Format every line of the items below as a JSON list of strings, with one string per line and blank lines omitted.

Stored data:
────────────────────────────────────────

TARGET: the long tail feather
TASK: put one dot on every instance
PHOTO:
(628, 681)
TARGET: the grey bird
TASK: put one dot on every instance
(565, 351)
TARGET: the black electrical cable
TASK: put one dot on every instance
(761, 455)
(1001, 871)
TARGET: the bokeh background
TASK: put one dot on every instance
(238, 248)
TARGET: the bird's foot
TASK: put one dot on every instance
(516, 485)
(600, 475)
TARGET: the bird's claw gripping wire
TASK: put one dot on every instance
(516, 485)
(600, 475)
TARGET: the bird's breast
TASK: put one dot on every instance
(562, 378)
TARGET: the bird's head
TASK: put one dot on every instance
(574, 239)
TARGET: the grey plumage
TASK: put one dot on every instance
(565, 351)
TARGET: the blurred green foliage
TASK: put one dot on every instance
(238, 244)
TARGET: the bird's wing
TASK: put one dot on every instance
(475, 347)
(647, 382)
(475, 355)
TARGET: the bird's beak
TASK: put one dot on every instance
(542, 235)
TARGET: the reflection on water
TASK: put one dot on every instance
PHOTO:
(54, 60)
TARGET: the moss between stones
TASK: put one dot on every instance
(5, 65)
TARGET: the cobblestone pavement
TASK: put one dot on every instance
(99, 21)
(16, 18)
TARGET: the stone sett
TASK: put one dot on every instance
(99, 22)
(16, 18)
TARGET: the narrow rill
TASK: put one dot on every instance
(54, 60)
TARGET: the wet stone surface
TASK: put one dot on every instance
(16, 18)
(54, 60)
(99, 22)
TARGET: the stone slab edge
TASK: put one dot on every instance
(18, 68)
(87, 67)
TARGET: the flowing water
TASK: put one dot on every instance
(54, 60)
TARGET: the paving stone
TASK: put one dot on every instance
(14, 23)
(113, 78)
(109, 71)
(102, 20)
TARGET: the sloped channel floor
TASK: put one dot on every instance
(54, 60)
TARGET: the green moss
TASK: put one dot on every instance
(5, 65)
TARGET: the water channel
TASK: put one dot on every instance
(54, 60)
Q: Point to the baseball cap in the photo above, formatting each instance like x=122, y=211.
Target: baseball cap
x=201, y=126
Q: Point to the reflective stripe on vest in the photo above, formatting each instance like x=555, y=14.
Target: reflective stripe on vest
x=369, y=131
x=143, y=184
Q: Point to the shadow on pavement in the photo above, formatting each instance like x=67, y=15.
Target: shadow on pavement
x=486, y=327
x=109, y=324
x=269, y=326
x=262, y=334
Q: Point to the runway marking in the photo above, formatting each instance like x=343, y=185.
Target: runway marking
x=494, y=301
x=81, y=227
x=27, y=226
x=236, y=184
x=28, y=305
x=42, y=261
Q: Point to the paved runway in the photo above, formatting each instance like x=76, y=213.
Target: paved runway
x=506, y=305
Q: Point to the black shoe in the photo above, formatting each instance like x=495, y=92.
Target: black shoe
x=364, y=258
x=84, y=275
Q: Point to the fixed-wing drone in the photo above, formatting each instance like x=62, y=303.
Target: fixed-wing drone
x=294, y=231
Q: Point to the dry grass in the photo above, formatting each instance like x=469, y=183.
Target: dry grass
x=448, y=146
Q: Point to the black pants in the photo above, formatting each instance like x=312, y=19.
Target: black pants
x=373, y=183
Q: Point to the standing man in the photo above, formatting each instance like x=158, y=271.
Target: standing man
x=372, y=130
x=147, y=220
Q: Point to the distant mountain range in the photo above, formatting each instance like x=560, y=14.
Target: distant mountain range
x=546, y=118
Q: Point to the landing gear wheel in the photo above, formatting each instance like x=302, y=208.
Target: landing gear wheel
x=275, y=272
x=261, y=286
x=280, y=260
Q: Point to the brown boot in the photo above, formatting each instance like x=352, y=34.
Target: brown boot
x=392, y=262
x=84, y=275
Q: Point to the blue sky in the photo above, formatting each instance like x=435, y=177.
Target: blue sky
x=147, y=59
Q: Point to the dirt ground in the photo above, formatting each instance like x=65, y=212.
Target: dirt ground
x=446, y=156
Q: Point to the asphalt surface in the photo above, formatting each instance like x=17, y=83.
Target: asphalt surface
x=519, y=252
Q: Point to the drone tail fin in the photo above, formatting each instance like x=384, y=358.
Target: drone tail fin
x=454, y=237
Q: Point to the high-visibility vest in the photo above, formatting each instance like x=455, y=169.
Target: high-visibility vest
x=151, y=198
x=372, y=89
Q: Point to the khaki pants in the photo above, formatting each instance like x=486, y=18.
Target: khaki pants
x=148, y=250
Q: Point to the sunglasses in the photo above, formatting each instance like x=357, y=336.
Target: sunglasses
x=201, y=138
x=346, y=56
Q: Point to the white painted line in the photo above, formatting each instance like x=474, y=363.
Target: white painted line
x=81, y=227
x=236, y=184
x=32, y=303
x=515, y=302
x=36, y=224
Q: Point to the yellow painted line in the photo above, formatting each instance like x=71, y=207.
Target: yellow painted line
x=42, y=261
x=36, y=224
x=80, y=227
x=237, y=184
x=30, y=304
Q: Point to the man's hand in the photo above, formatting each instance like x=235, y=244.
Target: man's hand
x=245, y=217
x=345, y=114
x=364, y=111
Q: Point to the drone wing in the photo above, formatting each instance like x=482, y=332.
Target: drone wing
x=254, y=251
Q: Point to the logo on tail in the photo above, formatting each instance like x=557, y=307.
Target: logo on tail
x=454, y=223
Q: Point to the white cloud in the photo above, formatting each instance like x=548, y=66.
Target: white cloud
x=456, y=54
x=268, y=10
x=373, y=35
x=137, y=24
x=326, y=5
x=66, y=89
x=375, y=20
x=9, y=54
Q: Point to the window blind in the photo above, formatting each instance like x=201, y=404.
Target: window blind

────────────────────────────────────────

Response:
[
  "TARGET: the long tail feather",
  "TASK: put one dot on every instance",
  "PHOTO:",
  "(628, 681)",
  "TARGET: the grey bird",
  "TASK: put one dot on every instance",
  "(565, 351)",
  "TARGET: the black electrical cable",
  "TASK: put one dot on every instance",
  "(761, 455)",
  "(1001, 871)",
  "TARGET: the bokeh background",
  "TASK: put one dot on every instance",
  "(238, 248)",
  "TARGET: the bird's foot",
  "TASK: put one dot on every instance",
  "(516, 485)",
  "(600, 475)",
  "TARGET: the bird's claw gripping wire",
  "TASK: put one dot on every instance",
  "(516, 485)",
  "(600, 475)",
  "TARGET: the bird's breast",
  "TASK: put one dot on every instance",
  "(562, 378)",
  "TARGET: the bird's head",
  "TASK: put one dot on every instance",
  "(574, 239)",
  "TARGET: the grey plumage",
  "TASK: put one dot on every instance",
  "(565, 351)",
  "TARGET: the blurred green foliage",
  "TASK: put one dot on every instance",
  "(238, 244)",
  "TARGET: the bird's wing",
  "TASK: put one dot on every instance",
  "(475, 347)",
  "(647, 382)",
  "(475, 355)",
  "TARGET: the bird's beak",
  "TASK: put one dot on every instance",
  "(542, 235)",
  "TARGET: the reflection on water",
  "TASK: put one dot on every instance",
  "PHOTO:",
  "(54, 60)",
  "TARGET: the moss between stones",
  "TASK: put one dot on every instance",
  "(5, 65)",
  "TARGET: the cobblestone pavement",
  "TASK: put one dot on every instance",
  "(99, 21)",
  "(16, 18)",
  "TARGET: the stone sett",
  "TASK: put one dot on every instance",
  "(99, 22)",
  "(16, 18)",
  "TARGET: the narrow rill",
  "TASK: put one dot on every instance",
  "(54, 60)",
  "TARGET: the wet stone surface",
  "TASK: put one dot on every instance",
  "(16, 18)",
  "(54, 60)",
  "(99, 22)",
  "TARGET: the stone slab edge",
  "TASK: put one dot on every instance",
  "(18, 68)",
  "(87, 67)",
  "TARGET: the flowing water",
  "TASK: put one dot on every instance",
  "(54, 60)",
  "TARGET: the paving stone",
  "TASK: put one dot on every instance",
  "(14, 23)",
  "(113, 78)",
  "(109, 71)",
  "(102, 20)",
  "TARGET: the sloped channel floor",
  "TASK: put one dot on every instance",
  "(54, 60)",
  "TARGET: the green moss",
  "TASK: put one dot on every instance",
  "(5, 65)",
  "TARGET: the water channel",
  "TASK: put one dot on every instance",
  "(54, 60)",
  "Q: Point to the baseball cap in the photo above, formatting each instance like x=122, y=211.",
  "Target: baseball cap",
  "x=201, y=126",
  "Q: Point to the reflective stripe on vest in the photo above, formatting each instance like x=555, y=14.",
  "Target: reflective stripe on vest",
  "x=369, y=131",
  "x=143, y=184",
  "Q: Point to the shadow on pavement in the photo above, formatting each instance like x=67, y=15.",
  "Target: shadow on pavement",
  "x=486, y=327",
  "x=109, y=324",
  "x=269, y=326",
  "x=262, y=334",
  "Q: Point to the runway marking in the photo above, formatting each instance like x=343, y=185.",
  "Target: runway marking",
  "x=494, y=301",
  "x=81, y=227",
  "x=27, y=226",
  "x=236, y=184",
  "x=28, y=305",
  "x=42, y=261",
  "Q: Point to the paved runway in the photo above, formatting each instance like x=76, y=213.",
  "Target: paved runway",
  "x=506, y=305",
  "Q: Point to the black shoe in the photo above, formatting each instance like x=495, y=92.",
  "Target: black shoe",
  "x=364, y=258",
  "x=84, y=275",
  "Q: Point to the fixed-wing drone in the photo above, formatting each instance like x=62, y=303.",
  "Target: fixed-wing drone",
  "x=294, y=231",
  "Q: Point to the dry grass in the photo above, formatting each instance like x=469, y=183.",
  "Target: dry grass",
  "x=448, y=146",
  "Q: Point to the black pants in the photo above, formatting each instance like x=312, y=19.",
  "Target: black pants",
  "x=373, y=183",
  "Q: Point to the standing man in the photo above, formatting each instance like x=158, y=271.",
  "Target: standing man",
  "x=372, y=130",
  "x=147, y=220",
  "Q: Point to the distant mountain range in the photo above, formatting each instance like x=560, y=14.",
  "Target: distant mountain range",
  "x=546, y=118",
  "Q: Point to the landing gear wheel in the photo above, formatting each instance like x=302, y=208.",
  "Target: landing gear wheel",
  "x=275, y=272",
  "x=261, y=286",
  "x=280, y=260",
  "Q: Point to the brown boot in the photo above, formatting each instance like x=352, y=34.",
  "Target: brown boot",
  "x=392, y=262",
  "x=84, y=275",
  "Q: Point to the blue sky in the photo above, formatting each instance like x=435, y=177.",
  "Target: blue sky",
  "x=147, y=59",
  "Q: Point to the dirt ground in the photo above, formatting each instance like x=65, y=212.",
  "Target: dirt ground",
  "x=446, y=156",
  "Q: Point to the asphalt surface in the photo above, formatting each instance like x=17, y=83.",
  "Target: asphalt surface",
  "x=519, y=252",
  "Q: Point to the drone tail fin in the photo above, formatting each instance like x=384, y=358.",
  "Target: drone tail fin",
  "x=454, y=237",
  "Q: Point to the high-visibility vest in the photo above, formatting each instance like x=455, y=169.",
  "Target: high-visibility vest",
  "x=151, y=198",
  "x=372, y=89",
  "Q: Point to the khaki pants in the photo above, formatting each instance like x=486, y=18.",
  "Target: khaki pants",
  "x=148, y=250",
  "Q: Point to the sunglasses in the photo above, formatting each instance like x=357, y=336.",
  "Target: sunglasses",
  "x=201, y=138",
  "x=346, y=56",
  "Q: Point to the white painted line in the photo above, formatting each instance like x=474, y=363.",
  "Target: white painted line",
  "x=81, y=227",
  "x=236, y=184",
  "x=32, y=303",
  "x=515, y=302",
  "x=36, y=224",
  "Q: Point to the yellow painted line in the photo above, formatting each instance like x=71, y=207.",
  "Target: yellow painted line",
  "x=42, y=261",
  "x=36, y=224",
  "x=80, y=227",
  "x=237, y=184",
  "x=30, y=304",
  "Q: Point to the man's hand in the photo above, formatting each instance like x=235, y=244.",
  "Target: man's hand",
  "x=245, y=217",
  "x=345, y=114",
  "x=364, y=111",
  "Q: Point to the drone wing in the photo above, formatting each instance like x=482, y=332.",
  "Target: drone wing",
  "x=254, y=251",
  "Q: Point to the logo on tail in the photo above, formatting each instance like x=557, y=307.",
  "Target: logo on tail",
  "x=454, y=223",
  "Q: Point to the white cloud in the photo above, formatting each instance like x=548, y=66.",
  "Target: white cloud",
  "x=456, y=54",
  "x=268, y=10",
  "x=373, y=35",
  "x=137, y=24",
  "x=326, y=5",
  "x=66, y=89",
  "x=375, y=20",
  "x=9, y=54",
  "Q: Point to the window blind in the photo above, formatting each instance like x=201, y=404.",
  "Target: window blind"
]